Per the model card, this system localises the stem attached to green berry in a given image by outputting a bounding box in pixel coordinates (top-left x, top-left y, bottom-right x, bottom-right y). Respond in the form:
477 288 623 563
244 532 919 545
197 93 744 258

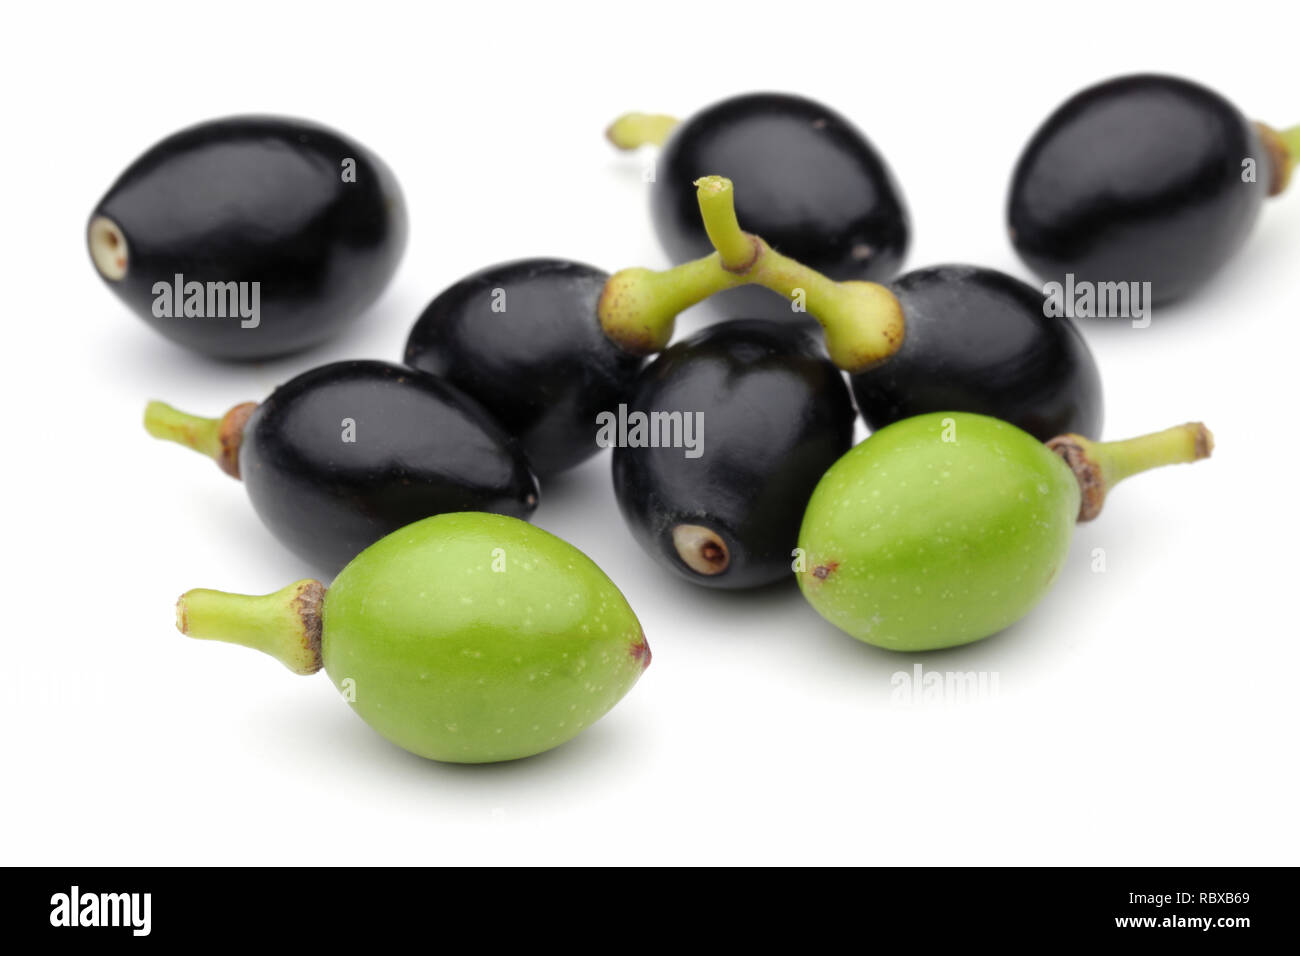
1047 422 1214 522
176 580 326 675
598 176 906 372
605 112 680 150
144 399 257 479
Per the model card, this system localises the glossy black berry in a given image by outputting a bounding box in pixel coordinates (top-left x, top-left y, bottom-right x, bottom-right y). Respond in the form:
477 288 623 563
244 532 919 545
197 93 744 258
89 116 406 359
613 319 855 589
404 259 643 477
146 361 537 574
851 266 1103 442
1008 74 1280 305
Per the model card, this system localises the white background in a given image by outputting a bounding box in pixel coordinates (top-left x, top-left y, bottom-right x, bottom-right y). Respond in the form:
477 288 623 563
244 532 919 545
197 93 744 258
4 0 1297 866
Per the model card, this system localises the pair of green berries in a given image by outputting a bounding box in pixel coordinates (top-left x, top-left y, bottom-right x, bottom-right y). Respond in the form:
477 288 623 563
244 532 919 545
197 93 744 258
181 412 1210 763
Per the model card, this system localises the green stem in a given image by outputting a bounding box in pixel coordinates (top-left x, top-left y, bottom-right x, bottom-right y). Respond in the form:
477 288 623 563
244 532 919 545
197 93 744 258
144 401 222 459
694 176 906 371
605 112 679 150
1280 125 1300 189
1090 423 1213 486
1258 122 1299 196
1280 125 1300 163
599 256 747 355
176 580 326 675
144 399 256 478
599 176 905 372
1047 422 1214 522
696 176 759 270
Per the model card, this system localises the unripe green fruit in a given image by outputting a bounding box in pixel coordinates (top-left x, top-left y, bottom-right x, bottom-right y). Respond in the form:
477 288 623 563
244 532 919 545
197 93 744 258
177 513 650 764
797 412 1211 651
324 513 649 762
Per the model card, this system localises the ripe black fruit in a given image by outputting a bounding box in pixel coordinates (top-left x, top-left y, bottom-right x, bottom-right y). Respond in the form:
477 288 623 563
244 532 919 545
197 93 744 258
89 116 406 359
145 361 538 573
612 320 854 589
851 266 1103 442
404 259 643 477
1008 74 1296 305
620 93 910 321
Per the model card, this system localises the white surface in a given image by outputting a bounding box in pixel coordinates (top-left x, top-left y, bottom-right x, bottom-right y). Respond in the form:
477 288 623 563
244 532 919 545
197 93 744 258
3 0 1297 866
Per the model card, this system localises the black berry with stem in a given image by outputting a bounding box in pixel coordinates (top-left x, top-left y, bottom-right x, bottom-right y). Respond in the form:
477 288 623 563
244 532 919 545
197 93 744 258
402 181 900 478
612 319 854 589
88 116 406 360
144 360 538 573
608 93 910 321
1008 73 1298 305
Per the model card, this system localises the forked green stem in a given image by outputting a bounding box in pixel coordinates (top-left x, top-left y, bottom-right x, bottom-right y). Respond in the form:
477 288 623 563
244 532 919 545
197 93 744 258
605 112 680 150
144 399 257 478
1048 422 1214 522
176 580 327 675
599 176 905 372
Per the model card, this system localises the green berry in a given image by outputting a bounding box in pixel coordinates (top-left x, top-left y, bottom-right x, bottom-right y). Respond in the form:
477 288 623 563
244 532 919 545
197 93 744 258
797 412 1211 651
177 513 650 764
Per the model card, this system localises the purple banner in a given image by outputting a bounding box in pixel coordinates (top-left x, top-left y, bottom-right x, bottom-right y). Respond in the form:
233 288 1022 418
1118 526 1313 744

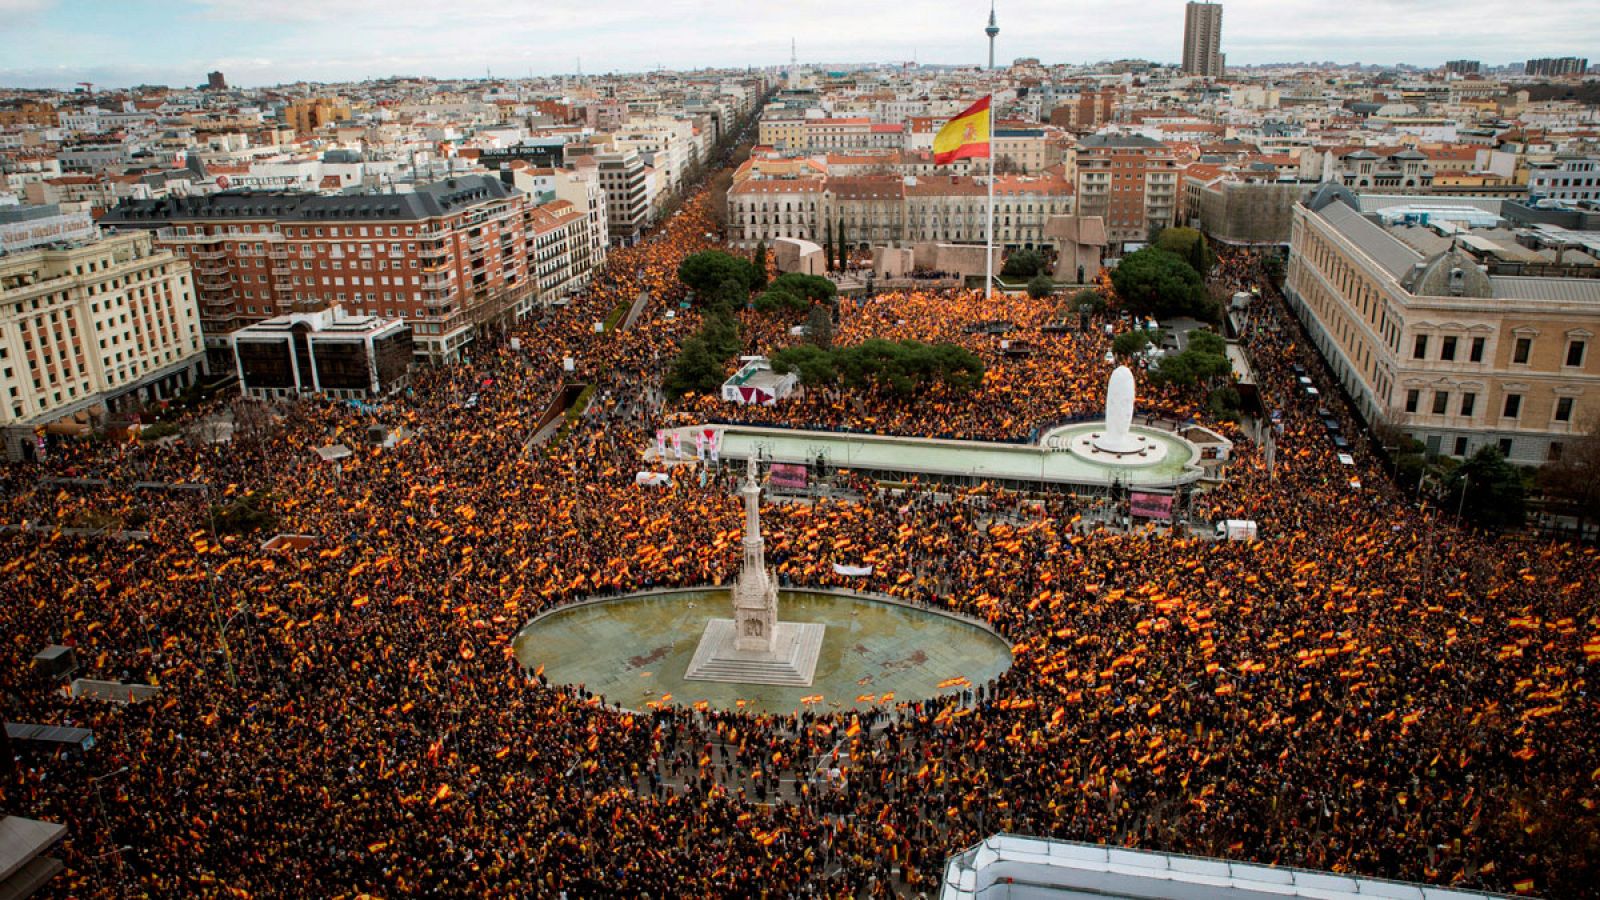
1129 492 1173 521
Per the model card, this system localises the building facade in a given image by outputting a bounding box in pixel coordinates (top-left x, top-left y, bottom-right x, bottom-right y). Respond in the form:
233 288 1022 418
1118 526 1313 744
0 231 206 459
1524 57 1588 77
727 174 1074 251
231 306 412 400
1528 156 1600 203
1182 2 1224 78
593 149 650 245
102 176 545 365
1073 134 1180 249
1285 185 1600 466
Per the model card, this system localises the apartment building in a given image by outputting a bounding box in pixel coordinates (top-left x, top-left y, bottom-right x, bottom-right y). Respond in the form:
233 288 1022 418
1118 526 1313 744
527 200 598 301
1073 134 1180 249
102 175 544 365
1285 184 1600 466
1528 156 1600 203
592 149 650 245
1181 2 1225 78
0 230 206 459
________________________
__Task instructions__:
Would you copy all lines in the records where the string "berry" appears?

__Response__:
Per the model card, this system localises the stem attached to green berry in a given image by outputting a bounding box in pixel coordinates (top-left x, top-left y, bottom-right x, bottom-right y). Respond in the form:
Per the model card, this system localises the glossy black berry in a given image by outputting a bounding box in pixel coordinates (top-left x, top-left y, bottom-right x, bottom-right y). Respond in the form:
Per the model card, this system localises the black berry with stem in a given image by outputting a bounding box in pixel coordinates (top-left x, top-left y, bottom-right x, bottom-right y). Respond in the form:
Per the model card, this system localises the green berry in a given image by outputting a bounding box in pixel coordinates (top-left x, top-left y, bottom-right x, bottom-right y). Respond in the form:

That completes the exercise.